### WHAT THE EXERCISE ASKS
Repeat the whole listing below, word for word.

### MATERIAL SHOWN
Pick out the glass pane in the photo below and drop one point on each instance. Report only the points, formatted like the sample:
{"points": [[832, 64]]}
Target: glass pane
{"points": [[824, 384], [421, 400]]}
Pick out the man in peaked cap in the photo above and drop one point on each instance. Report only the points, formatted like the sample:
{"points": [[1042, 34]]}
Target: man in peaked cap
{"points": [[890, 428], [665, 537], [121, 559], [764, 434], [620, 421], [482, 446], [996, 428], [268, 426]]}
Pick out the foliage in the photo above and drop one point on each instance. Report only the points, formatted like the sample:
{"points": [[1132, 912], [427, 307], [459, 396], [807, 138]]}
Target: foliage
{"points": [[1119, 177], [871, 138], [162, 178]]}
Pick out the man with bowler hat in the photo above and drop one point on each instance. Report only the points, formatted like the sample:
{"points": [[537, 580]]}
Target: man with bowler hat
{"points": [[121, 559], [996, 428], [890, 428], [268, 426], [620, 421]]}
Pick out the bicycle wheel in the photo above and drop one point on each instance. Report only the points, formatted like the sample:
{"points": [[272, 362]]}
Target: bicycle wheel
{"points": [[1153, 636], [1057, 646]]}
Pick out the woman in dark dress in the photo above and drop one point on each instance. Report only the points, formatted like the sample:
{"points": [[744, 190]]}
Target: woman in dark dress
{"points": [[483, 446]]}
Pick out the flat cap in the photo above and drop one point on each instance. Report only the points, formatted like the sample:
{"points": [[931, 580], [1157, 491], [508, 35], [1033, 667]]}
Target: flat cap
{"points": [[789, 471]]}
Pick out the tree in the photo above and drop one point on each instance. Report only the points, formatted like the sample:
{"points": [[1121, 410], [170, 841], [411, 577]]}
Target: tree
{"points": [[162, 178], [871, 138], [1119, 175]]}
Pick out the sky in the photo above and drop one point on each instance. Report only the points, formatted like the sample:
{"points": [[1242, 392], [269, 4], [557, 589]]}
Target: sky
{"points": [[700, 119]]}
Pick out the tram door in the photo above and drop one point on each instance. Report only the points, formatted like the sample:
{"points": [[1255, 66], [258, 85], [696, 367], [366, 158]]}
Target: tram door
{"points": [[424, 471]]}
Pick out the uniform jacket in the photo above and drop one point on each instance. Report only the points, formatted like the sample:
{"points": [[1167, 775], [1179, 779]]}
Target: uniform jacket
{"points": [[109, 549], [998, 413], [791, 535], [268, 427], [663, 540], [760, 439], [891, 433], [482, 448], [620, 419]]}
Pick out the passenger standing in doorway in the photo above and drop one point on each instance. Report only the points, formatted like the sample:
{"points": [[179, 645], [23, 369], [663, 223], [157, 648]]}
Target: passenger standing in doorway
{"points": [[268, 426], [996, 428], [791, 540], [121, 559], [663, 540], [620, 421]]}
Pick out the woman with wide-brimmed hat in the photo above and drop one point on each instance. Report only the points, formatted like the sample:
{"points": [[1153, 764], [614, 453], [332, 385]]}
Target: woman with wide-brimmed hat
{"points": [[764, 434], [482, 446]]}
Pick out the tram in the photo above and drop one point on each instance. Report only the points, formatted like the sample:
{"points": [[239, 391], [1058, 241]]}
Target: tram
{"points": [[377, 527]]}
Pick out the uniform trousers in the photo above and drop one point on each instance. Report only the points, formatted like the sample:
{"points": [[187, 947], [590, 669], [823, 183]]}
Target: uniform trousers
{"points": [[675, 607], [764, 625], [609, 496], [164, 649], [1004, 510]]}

### ANSWER FOR THIS EXERCISE
Pick out the glass pane in the photo below and drop one point on each instance. Report only the points, formatted like the sample:
{"points": [[832, 64]]}
Target: glass pane
{"points": [[824, 384], [421, 400]]}
Pick out the man in peaked cap in the photo above and drop one point on each instance. Report only the points, formatted like the sample:
{"points": [[1042, 34]]}
Target: man in peaked cap
{"points": [[890, 428], [665, 537], [121, 559], [764, 434], [620, 421], [482, 446], [996, 428], [268, 426]]}
Pick out the foliage in the photo above and drop one point on each instance. Report only the points, formatted like the sample:
{"points": [[1132, 912], [427, 307], [459, 396], [807, 138]]}
Target: foliage
{"points": [[1119, 177], [871, 138], [162, 178]]}
Pick out the man with bowler hat in the photo above and drop one point on each instance. Report only the points, formatted like the sample:
{"points": [[537, 580]]}
Target: man with bowler hat
{"points": [[121, 559], [996, 428], [890, 428], [268, 426], [620, 421]]}
Pick out the bicycle wheel in the photo above and drop one point on each instance. Report only the points, formatted like the sample:
{"points": [[272, 362]]}
Target: bicycle wheel
{"points": [[1153, 636], [1057, 646]]}
Pick out the woman in dark dress in the photo above and drop one point on each instance. Report only the points, formatted like the sample:
{"points": [[744, 190]]}
Target: woman in dark dress
{"points": [[483, 446]]}
Pick out the flat cap in the photo above and drop one point on each instance. Report only the points, formatted like the sample:
{"points": [[931, 580], [1157, 491], [508, 35], [1033, 667]]}
Target: flat cap
{"points": [[789, 471]]}
Pick out the tree in the photo above and drop one point on each instance. Report only the points, formatted like the sample:
{"points": [[1121, 410], [170, 841], [411, 577]]}
Target: tree
{"points": [[162, 178], [871, 138], [1119, 175]]}
Pick out the sky in the photo above and drop one point on each instance. Report only the points, formatted like the sample:
{"points": [[1242, 392], [269, 4], [557, 589]]}
Target: sky
{"points": [[700, 119]]}
Pick out the tram door in the photo above and drop one point on each instance. Report only the points, formatted like the sample:
{"points": [[1255, 66], [258, 85], [696, 367], [366, 158]]}
Target: tram door
{"points": [[424, 471]]}
Pick out the uniform jacket in the photo above and drop one point on each instance. Report only the points, formatted like the sample:
{"points": [[1167, 775], [1179, 779]]}
Target: uniform jacket
{"points": [[109, 549], [998, 413], [791, 535], [268, 427], [663, 540], [760, 439], [891, 433], [482, 448], [620, 419]]}
Pick out the passenger standing in doorway in the photo above and drop one point on each instance. Report only the points, formatted like the sample:
{"points": [[179, 645], [23, 369], [663, 223], [157, 648]]}
Target: passenger standing in doorway
{"points": [[268, 426], [996, 428], [791, 540], [121, 559], [663, 540], [620, 421]]}
Pick out the woman with wide-brimmed hat in the photo above and drop one point on each instance. Report only the points, formatted like the sample:
{"points": [[1153, 764], [614, 453], [332, 385]]}
Target: woman with wide-brimmed hat
{"points": [[764, 434], [482, 446]]}
Pick out the tram in the photo above and drop one point on each instance. Report only the points, formatted like the sample:
{"points": [[239, 391], [1058, 241]]}
Target: tram
{"points": [[377, 527]]}
Pick out the uniform trousers in the photo above and drop one point on each instance. Report only the points, formatted like the sample:
{"points": [[187, 947], [590, 669], [823, 183]]}
Target: uniform trousers
{"points": [[675, 607], [764, 625], [609, 496], [164, 649], [1004, 510]]}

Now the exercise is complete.